**THE DATA:**
-*-
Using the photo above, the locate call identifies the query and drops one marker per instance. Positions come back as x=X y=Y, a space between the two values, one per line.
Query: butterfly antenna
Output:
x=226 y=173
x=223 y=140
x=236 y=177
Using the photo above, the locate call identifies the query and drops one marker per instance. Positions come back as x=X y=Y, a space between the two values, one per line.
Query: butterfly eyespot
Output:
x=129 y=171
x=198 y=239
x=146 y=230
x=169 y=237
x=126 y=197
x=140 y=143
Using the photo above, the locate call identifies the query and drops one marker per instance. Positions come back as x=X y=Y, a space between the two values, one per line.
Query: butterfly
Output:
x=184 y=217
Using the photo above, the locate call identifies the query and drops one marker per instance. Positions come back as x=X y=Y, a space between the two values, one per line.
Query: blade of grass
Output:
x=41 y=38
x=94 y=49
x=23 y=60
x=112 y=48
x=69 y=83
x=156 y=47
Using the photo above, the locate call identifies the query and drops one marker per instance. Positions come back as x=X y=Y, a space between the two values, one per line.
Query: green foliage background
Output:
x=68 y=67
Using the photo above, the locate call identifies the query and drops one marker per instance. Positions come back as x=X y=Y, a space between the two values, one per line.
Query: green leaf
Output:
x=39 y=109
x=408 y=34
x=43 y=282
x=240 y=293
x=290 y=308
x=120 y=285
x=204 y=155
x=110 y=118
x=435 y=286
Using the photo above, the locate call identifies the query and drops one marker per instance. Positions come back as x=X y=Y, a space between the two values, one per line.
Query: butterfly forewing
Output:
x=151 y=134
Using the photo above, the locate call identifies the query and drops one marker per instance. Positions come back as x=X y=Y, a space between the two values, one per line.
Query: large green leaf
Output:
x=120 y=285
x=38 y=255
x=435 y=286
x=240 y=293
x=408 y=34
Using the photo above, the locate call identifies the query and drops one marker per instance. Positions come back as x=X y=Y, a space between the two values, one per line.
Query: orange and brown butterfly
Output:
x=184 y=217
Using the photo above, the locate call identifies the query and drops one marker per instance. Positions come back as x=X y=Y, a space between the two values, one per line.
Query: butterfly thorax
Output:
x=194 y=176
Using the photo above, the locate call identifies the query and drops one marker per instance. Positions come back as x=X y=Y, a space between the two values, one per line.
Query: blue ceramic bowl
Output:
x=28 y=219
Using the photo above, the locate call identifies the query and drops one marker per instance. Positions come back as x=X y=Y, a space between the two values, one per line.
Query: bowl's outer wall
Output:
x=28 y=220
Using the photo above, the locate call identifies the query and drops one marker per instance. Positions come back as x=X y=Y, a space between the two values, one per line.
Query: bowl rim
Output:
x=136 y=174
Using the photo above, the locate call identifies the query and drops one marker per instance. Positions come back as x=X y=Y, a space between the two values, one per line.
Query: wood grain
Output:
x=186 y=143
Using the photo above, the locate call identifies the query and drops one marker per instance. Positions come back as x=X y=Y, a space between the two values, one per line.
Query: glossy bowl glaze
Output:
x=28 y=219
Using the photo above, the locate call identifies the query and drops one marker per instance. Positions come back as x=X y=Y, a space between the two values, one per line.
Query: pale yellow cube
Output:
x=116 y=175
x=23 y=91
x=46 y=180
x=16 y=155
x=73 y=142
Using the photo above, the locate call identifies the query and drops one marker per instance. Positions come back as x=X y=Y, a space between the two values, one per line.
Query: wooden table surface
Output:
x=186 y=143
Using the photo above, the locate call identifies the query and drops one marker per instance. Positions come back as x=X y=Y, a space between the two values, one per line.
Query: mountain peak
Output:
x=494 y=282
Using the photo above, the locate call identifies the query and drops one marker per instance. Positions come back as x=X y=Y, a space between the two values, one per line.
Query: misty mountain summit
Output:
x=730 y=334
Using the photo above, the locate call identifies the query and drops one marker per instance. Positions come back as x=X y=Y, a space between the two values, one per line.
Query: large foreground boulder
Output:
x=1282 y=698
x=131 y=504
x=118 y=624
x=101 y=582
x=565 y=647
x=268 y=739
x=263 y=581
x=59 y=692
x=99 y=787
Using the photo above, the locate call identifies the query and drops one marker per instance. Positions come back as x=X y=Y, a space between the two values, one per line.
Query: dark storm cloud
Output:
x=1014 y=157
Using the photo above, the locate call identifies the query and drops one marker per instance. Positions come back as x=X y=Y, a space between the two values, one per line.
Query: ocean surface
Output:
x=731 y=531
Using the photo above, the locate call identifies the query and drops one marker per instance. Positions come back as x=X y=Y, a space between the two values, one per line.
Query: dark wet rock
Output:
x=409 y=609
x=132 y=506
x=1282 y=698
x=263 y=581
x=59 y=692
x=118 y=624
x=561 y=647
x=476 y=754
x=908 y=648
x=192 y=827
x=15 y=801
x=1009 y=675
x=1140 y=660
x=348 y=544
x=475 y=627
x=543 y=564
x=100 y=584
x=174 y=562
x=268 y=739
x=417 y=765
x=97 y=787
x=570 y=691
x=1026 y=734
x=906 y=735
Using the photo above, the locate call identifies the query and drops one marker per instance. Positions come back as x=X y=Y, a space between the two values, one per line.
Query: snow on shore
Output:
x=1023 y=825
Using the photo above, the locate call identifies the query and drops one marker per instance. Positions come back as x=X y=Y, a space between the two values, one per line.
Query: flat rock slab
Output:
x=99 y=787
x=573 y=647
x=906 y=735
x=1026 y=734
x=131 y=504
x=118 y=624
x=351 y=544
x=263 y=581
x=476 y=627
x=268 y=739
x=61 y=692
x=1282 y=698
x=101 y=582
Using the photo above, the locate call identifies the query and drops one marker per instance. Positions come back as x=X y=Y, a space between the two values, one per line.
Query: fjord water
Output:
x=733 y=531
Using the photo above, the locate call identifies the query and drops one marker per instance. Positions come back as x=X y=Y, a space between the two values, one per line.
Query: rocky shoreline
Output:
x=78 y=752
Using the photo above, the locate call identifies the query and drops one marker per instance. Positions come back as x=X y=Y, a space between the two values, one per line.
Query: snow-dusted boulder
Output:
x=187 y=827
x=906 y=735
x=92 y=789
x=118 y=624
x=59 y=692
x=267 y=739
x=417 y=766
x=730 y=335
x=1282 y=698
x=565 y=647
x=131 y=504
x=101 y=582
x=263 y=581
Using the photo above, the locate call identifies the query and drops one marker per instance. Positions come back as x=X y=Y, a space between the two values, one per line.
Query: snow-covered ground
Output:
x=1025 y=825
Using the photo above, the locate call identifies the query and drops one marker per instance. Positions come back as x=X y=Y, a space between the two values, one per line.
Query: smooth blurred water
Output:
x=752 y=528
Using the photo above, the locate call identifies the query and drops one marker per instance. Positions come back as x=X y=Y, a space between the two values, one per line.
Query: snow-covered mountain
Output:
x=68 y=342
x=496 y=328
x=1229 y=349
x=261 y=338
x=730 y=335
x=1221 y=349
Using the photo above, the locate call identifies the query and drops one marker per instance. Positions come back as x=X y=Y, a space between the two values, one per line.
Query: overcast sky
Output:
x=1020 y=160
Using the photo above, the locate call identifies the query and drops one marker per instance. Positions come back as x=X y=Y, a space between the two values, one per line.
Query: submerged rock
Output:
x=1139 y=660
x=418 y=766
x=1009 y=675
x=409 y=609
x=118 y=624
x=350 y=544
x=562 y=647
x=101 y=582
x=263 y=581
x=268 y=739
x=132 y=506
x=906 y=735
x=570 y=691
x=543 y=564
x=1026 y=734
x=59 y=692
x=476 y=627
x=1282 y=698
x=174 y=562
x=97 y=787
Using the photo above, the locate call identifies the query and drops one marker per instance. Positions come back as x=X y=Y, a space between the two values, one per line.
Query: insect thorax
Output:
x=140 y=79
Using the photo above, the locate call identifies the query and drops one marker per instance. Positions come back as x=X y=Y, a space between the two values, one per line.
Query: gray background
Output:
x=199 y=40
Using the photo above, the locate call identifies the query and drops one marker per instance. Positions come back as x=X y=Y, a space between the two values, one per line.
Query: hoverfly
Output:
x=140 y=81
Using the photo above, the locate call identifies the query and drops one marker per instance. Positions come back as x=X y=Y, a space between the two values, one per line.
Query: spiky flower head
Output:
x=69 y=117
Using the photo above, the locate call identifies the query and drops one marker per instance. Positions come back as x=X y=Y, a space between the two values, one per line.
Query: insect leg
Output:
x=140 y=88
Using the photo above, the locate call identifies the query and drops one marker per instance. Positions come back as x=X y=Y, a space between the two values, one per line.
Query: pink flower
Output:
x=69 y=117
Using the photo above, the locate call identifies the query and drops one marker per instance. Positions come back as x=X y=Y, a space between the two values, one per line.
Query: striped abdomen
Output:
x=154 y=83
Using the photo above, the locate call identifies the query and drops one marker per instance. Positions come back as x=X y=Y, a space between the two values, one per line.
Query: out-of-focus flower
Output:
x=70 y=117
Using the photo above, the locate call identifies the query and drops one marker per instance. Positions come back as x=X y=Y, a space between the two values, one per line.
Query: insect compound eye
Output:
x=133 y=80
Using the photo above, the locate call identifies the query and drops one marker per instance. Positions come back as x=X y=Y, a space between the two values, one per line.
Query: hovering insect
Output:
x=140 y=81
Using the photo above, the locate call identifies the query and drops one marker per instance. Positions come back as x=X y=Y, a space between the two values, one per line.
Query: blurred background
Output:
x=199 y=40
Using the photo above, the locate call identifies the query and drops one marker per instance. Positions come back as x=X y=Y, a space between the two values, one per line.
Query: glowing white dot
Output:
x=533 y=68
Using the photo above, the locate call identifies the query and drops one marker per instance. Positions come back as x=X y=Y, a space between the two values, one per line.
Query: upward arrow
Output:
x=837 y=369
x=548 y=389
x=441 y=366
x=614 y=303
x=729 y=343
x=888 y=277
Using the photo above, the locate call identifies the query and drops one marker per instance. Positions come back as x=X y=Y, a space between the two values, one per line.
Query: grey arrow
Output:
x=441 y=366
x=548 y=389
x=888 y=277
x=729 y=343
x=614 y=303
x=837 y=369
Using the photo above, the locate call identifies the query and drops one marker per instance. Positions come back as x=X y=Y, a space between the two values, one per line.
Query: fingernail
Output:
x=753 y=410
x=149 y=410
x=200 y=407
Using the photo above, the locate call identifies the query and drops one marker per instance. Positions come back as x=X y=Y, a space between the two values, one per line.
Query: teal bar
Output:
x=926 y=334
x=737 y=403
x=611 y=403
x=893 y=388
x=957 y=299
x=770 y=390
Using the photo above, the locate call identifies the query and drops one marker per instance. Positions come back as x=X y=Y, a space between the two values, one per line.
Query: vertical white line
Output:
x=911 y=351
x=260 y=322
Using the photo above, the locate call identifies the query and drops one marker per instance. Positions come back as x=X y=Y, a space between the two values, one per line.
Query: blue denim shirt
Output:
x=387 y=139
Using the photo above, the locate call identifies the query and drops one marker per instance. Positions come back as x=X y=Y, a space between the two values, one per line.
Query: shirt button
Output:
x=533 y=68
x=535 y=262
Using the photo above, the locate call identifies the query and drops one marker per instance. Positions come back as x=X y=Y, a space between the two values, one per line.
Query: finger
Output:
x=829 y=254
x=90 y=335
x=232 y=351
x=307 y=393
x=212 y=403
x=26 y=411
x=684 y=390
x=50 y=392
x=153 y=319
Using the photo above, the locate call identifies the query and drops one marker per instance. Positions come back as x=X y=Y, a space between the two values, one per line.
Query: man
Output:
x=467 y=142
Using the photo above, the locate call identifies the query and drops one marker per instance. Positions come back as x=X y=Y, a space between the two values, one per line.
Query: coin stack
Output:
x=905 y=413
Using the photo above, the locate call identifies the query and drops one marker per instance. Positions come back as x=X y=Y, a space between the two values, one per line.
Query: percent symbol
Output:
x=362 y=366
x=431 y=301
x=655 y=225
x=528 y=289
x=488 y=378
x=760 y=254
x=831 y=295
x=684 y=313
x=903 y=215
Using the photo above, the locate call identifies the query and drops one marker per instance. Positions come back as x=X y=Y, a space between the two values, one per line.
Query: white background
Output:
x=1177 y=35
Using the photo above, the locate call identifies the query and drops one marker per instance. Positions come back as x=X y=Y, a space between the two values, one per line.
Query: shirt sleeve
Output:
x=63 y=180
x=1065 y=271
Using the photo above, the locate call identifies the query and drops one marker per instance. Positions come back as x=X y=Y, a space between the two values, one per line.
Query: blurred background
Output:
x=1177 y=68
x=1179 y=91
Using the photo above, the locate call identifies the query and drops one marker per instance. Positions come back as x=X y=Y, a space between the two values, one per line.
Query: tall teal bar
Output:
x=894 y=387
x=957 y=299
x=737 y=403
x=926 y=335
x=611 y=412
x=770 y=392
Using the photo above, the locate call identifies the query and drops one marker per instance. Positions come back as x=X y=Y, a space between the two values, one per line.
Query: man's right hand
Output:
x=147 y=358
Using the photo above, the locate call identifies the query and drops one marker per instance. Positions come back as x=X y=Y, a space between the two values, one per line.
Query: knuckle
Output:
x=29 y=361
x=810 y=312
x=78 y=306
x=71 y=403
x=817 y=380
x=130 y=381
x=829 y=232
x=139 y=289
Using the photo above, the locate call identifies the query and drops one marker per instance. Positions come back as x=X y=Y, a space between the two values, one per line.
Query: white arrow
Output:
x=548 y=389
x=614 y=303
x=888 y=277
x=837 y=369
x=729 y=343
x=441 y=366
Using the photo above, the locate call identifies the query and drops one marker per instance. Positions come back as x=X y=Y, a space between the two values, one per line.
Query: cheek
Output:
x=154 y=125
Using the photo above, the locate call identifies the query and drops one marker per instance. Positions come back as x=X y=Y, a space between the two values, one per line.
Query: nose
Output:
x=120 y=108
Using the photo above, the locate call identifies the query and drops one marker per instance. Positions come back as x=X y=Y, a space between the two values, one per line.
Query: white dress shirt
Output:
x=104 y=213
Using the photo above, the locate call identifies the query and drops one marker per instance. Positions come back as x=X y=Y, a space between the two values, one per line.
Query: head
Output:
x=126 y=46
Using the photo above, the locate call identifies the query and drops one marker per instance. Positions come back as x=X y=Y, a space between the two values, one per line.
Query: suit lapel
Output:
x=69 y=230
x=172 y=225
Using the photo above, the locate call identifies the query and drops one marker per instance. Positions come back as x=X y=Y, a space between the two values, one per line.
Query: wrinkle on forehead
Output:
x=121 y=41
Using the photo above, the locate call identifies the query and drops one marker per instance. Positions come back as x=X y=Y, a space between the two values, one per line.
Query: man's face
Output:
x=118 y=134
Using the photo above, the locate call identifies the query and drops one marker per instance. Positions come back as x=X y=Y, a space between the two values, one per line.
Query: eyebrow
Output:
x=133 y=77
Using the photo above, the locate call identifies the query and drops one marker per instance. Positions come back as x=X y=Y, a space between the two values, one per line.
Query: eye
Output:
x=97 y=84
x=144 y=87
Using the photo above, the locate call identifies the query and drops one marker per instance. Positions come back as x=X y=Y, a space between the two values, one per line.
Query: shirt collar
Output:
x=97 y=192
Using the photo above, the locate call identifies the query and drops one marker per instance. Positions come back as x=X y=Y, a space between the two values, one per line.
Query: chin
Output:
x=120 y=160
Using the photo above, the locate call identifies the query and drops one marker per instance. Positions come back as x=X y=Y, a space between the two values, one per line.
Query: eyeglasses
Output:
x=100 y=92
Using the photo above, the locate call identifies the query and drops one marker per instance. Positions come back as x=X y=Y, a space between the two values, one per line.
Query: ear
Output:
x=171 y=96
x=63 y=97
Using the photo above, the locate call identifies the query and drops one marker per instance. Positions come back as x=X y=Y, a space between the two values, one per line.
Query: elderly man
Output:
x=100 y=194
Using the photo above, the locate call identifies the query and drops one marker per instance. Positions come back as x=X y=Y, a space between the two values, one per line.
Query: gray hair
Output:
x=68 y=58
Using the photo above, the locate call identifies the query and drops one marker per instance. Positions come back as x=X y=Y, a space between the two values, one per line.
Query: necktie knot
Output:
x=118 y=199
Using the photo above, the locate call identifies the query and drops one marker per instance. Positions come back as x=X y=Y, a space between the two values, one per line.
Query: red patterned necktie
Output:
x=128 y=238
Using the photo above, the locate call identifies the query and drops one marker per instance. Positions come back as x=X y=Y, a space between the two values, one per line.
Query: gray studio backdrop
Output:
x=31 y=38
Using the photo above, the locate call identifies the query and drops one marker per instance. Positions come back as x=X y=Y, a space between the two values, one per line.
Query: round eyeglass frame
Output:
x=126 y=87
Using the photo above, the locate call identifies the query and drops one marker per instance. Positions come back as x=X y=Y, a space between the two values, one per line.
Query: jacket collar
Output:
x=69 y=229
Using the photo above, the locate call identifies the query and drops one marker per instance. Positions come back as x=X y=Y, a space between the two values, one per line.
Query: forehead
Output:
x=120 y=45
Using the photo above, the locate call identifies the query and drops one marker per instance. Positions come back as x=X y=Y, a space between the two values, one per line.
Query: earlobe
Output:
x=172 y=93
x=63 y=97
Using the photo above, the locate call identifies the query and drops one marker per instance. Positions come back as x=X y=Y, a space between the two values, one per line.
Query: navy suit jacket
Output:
-*-
**THE TASK:** Reply with every line of the listing that has the string "large".

**RESPONSE TO THE TASK:**
Query: large green leaf
Query: large foreground boulder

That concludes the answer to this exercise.